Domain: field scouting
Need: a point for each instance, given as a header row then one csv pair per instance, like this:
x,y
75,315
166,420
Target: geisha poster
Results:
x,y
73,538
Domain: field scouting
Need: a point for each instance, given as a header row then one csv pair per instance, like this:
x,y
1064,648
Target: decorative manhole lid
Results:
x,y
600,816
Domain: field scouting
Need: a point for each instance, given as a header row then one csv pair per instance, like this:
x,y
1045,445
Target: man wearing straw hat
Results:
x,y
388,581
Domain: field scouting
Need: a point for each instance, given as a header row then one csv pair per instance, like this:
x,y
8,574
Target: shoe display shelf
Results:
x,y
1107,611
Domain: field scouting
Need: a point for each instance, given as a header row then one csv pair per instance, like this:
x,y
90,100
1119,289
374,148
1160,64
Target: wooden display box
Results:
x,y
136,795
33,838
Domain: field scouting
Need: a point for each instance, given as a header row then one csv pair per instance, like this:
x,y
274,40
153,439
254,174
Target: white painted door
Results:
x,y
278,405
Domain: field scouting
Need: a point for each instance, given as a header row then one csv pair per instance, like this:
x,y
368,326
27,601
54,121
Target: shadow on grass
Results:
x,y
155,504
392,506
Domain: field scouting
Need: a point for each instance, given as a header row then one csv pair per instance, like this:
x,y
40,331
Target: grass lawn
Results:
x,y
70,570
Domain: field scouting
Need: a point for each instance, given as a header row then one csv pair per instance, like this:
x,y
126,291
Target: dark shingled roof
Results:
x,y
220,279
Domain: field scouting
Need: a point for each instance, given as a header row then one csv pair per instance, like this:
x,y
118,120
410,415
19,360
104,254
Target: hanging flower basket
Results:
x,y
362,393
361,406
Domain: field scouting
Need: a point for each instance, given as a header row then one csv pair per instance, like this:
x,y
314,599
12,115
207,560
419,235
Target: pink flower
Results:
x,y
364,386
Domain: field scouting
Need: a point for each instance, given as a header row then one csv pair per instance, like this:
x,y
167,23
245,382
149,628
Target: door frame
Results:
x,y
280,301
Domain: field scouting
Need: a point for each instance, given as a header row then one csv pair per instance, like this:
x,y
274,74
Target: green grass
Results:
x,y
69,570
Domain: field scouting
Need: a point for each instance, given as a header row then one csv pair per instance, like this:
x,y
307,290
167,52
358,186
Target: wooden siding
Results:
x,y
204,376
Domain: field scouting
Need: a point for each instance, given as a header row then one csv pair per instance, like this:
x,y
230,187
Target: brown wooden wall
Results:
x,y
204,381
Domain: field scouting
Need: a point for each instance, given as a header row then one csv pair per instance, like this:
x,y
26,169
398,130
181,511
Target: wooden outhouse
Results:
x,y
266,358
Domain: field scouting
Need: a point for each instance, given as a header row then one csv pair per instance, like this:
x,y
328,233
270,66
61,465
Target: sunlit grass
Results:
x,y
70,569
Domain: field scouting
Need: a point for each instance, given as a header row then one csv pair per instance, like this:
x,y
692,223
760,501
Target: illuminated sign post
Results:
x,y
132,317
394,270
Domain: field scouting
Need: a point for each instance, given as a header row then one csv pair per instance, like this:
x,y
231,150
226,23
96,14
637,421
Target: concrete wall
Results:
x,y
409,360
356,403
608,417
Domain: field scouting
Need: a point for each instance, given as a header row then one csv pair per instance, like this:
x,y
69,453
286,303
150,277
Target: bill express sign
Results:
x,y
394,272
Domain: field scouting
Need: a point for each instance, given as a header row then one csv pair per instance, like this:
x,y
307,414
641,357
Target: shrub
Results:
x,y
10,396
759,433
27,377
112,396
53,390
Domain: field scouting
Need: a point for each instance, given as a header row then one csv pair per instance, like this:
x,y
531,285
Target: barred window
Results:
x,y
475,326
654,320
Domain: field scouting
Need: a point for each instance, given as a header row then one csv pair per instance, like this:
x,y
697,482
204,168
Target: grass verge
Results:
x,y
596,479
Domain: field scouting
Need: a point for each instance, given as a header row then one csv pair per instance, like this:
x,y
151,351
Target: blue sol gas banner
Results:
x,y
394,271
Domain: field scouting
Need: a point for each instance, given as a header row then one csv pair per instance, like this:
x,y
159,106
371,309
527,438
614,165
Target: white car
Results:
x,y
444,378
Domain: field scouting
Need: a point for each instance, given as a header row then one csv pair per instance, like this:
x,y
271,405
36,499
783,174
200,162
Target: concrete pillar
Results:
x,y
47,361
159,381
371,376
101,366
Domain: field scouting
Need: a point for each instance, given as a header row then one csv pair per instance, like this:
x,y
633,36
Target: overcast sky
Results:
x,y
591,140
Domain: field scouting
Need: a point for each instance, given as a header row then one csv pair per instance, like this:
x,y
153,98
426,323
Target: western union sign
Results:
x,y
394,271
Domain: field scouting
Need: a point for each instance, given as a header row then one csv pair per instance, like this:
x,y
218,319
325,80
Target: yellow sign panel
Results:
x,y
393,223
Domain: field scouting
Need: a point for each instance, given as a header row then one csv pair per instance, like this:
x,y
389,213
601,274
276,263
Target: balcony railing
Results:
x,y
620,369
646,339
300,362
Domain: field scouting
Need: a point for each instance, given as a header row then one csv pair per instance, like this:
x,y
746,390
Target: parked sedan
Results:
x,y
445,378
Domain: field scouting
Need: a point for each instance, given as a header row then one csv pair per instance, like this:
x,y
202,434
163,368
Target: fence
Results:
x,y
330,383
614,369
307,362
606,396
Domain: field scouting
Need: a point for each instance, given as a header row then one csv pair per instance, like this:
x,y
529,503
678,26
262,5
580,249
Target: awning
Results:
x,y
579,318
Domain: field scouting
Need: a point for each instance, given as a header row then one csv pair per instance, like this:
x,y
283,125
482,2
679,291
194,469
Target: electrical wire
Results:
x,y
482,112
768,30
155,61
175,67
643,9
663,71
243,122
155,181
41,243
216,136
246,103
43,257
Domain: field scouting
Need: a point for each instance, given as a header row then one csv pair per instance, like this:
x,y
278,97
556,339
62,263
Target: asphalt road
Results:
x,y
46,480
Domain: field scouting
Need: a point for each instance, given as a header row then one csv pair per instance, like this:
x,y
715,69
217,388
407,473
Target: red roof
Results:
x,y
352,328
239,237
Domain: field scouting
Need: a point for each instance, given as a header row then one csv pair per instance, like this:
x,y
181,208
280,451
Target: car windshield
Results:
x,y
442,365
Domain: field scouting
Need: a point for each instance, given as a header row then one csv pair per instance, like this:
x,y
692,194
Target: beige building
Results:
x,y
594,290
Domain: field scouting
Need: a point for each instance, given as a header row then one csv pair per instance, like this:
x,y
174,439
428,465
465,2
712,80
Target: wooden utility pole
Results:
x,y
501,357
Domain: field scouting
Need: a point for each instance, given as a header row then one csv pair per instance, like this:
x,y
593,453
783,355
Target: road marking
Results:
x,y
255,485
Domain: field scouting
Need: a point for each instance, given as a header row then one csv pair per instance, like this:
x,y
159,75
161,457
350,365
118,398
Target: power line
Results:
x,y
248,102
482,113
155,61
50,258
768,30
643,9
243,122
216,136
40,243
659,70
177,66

+===+

課題の説明
上のリストから、文字列「wooden」を含む行をすべて抜き出してください。

解答済み問題
Target: wooden display box
Target: wooden siding
Target: brown wooden wall
Target: wooden outhouse
Target: wooden utility pole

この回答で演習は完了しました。